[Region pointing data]
▽

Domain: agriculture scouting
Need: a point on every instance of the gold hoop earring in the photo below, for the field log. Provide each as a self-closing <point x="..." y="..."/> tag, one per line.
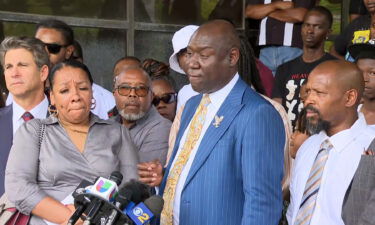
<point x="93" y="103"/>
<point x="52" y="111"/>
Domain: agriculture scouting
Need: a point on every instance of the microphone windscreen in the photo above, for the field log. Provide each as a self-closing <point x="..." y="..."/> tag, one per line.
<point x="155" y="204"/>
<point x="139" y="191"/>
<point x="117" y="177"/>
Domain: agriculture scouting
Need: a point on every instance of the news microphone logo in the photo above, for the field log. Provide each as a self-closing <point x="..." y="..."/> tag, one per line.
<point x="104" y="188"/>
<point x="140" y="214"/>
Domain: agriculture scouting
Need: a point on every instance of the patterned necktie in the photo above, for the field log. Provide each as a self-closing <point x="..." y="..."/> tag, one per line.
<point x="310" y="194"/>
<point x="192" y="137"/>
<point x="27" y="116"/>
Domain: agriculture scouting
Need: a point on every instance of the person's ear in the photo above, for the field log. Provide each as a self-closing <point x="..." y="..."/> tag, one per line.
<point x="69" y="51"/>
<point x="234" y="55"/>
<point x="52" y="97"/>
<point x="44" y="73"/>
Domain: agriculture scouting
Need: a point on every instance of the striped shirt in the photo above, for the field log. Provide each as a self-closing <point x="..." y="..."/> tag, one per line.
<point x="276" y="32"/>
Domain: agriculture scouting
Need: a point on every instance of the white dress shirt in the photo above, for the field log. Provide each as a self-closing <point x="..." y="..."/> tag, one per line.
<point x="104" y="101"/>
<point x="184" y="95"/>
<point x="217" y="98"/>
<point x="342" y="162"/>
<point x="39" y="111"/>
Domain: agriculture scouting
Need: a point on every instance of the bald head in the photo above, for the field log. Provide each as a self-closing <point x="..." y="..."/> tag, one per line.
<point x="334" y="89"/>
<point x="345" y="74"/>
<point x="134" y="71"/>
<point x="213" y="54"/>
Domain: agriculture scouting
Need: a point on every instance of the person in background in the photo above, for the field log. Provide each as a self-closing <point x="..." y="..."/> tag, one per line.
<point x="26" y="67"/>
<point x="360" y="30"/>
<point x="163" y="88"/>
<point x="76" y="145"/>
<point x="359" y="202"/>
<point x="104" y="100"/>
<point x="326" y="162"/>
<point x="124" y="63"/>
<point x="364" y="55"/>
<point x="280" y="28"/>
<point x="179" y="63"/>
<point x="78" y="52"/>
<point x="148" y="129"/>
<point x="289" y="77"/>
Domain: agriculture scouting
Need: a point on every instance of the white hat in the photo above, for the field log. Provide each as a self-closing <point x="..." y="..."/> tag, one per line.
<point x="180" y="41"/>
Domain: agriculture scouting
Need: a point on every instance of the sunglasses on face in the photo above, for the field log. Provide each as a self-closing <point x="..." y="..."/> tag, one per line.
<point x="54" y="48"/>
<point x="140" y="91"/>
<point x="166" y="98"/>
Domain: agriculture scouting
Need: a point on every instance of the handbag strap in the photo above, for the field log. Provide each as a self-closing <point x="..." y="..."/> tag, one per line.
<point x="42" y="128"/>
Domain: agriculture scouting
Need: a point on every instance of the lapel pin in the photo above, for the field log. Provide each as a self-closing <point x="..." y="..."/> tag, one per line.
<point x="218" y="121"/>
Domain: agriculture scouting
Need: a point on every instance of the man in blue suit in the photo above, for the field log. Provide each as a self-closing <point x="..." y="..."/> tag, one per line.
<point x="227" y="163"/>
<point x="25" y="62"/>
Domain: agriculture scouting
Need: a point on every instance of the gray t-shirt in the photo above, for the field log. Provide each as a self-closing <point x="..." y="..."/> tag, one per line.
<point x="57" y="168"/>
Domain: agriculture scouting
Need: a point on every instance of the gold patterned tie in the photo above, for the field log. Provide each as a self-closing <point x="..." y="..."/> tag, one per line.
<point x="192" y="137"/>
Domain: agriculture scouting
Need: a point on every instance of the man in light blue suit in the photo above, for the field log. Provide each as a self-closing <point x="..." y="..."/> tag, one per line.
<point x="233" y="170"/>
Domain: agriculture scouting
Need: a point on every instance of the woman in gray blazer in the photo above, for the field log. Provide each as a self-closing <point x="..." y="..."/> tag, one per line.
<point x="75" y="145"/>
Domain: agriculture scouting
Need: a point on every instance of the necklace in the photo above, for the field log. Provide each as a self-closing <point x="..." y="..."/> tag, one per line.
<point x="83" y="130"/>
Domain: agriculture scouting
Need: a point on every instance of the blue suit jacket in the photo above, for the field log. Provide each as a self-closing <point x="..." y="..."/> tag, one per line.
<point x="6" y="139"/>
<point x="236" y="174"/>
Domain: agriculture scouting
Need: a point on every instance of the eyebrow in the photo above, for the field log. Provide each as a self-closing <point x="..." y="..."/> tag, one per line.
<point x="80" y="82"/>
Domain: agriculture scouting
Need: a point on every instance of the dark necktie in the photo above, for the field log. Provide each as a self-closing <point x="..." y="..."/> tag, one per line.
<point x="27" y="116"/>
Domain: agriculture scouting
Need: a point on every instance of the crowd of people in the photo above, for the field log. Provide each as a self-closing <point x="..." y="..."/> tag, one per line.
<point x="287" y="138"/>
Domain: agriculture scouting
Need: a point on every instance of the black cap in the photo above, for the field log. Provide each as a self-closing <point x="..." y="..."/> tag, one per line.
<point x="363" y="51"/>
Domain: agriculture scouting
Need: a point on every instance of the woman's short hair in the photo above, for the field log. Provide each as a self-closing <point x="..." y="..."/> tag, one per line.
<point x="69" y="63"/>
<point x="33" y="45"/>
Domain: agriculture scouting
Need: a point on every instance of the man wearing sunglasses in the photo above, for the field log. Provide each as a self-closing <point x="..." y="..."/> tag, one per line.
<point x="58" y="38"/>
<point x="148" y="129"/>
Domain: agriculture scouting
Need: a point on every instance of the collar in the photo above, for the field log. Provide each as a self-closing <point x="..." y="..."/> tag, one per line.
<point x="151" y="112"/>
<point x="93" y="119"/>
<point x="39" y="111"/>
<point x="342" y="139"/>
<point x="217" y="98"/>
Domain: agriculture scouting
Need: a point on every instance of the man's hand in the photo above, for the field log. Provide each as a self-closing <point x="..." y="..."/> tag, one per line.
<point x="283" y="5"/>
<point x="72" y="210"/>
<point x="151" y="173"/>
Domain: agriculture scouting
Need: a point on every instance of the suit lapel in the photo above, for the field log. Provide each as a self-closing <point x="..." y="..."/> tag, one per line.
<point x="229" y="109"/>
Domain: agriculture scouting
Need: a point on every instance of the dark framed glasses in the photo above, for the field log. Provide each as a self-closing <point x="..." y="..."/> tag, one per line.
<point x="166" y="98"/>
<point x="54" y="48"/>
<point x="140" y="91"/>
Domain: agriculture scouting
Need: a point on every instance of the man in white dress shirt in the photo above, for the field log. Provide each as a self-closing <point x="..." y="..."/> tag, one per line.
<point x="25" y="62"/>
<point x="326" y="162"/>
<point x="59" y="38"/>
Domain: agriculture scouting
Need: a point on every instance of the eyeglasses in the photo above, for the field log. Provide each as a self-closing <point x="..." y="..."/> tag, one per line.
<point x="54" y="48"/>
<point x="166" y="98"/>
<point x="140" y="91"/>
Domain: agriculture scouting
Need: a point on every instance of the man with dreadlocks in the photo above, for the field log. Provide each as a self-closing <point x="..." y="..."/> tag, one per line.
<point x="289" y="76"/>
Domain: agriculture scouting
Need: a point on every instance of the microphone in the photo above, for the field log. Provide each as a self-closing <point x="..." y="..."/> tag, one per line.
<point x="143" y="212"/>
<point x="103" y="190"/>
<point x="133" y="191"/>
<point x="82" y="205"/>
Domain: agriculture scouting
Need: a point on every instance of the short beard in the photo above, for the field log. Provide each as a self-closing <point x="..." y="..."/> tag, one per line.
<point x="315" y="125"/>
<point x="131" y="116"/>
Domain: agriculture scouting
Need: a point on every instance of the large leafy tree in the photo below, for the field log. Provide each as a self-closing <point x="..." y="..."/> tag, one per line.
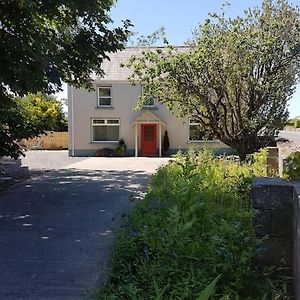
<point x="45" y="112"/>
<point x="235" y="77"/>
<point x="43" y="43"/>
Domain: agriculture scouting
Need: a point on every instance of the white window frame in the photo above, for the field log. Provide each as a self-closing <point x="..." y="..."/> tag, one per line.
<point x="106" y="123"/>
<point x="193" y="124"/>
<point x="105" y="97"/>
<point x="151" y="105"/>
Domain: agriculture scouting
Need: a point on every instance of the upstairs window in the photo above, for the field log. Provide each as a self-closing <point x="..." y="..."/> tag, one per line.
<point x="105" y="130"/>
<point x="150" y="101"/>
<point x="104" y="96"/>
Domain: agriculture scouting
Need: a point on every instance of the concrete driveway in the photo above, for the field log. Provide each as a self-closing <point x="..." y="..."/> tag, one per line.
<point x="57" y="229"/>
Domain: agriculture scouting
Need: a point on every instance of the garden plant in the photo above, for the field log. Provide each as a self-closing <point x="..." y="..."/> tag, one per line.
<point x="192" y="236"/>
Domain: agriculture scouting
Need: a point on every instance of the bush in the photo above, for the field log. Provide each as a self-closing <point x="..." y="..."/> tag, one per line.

△

AIM OF THE TASK — Beginning with the line that contains "Need: a point on every instance of the garden", repeat every line through the end of the records and nothing more.

SOLUTION TO THE PROBLEM —
Need: a point on every instance of the garden plant in the photo above, for the field log. Provide each as a self-closing <point x="..." y="..."/> tag, one per line.
<point x="192" y="236"/>
Domain: agriculture scouting
Need: a point on every instance of the bush in the photo above, for the field log. Provide each as a self-closing <point x="..." y="..."/> tag, one per line.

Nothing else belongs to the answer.